__Estratto__.

☆ ☆ ☆ ☆ ☆ ☆ ☆

Ancora non mi è chiara la ragione per la quale sia successo. Intendo: non stavo nemmeno cercandola, una definizione. Però, in effetti, persa lo ero proprio, anche grazie alle solite cose: lavoro incertissimo, soldi incerterrimi, punti di riferimento identitari andati, e senza che quasi me ne accorgessi.

Intorno, persone definite, forgiate, ritmate in ogni singolo movimento vitale da una motivazione certa, solida come e più della roccia. O almeno così mi sembrava.

Appena prese in mano le bacchette, ho sentito la paura più intensa che mai si possa provare in una situazione priva di pericoli: non dovevo pensare, non dovevo parlare. Dovevo abbandonare l’unica sponda che mai avevo abbandonato: quella della grammatica.

La consapevolezza è partita da lì, dall’essere approdata alla prima vera spiaggia straniera della mia vita. A posteriori, avrei anche potuto saperlo prima: ci si definisce sempre attraverso ciò che non si è.

☆ ☆ ☆ ☆ ☆ ☆ ☆

__Dati__.
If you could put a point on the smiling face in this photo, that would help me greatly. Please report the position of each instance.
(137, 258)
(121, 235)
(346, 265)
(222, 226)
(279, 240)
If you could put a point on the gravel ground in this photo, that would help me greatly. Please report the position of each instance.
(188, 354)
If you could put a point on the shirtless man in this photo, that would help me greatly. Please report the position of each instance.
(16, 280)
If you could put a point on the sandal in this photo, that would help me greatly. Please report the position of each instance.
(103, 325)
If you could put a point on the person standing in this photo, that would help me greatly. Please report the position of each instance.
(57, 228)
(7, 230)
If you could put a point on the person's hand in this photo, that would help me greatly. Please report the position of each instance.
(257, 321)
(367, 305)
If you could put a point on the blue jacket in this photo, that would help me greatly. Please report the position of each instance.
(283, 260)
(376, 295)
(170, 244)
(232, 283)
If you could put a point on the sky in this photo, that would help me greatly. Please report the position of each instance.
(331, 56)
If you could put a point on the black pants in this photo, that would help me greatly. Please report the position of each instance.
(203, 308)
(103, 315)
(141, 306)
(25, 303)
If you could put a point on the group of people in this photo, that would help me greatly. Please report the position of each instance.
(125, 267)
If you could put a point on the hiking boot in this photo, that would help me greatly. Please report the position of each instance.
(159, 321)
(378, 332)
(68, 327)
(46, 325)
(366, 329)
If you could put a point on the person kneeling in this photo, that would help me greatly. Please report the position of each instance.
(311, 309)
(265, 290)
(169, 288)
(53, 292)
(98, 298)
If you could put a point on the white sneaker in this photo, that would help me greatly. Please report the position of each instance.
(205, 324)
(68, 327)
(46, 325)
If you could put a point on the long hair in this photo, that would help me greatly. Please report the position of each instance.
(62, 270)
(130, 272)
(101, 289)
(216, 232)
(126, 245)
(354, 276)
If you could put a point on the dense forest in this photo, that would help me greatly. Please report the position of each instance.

☆ ☆ ☆ ☆ ☆ ☆ ☆

__Consegna__.
Copi dall'estratto tutto il testo che va da «Appena prese in» giù fino a «quella della grammatica.».

__Soluzione dell'esercizio__.
Appena prese in mano le bacchette, ho sentito la paura più intensa che mai si possa provare in una situazione priva di pericoli: non dovevo pensare, non dovevo parlare. Dovevo abbandonare l’unica sponda che mai avevo abbandonato: quella della grammatica.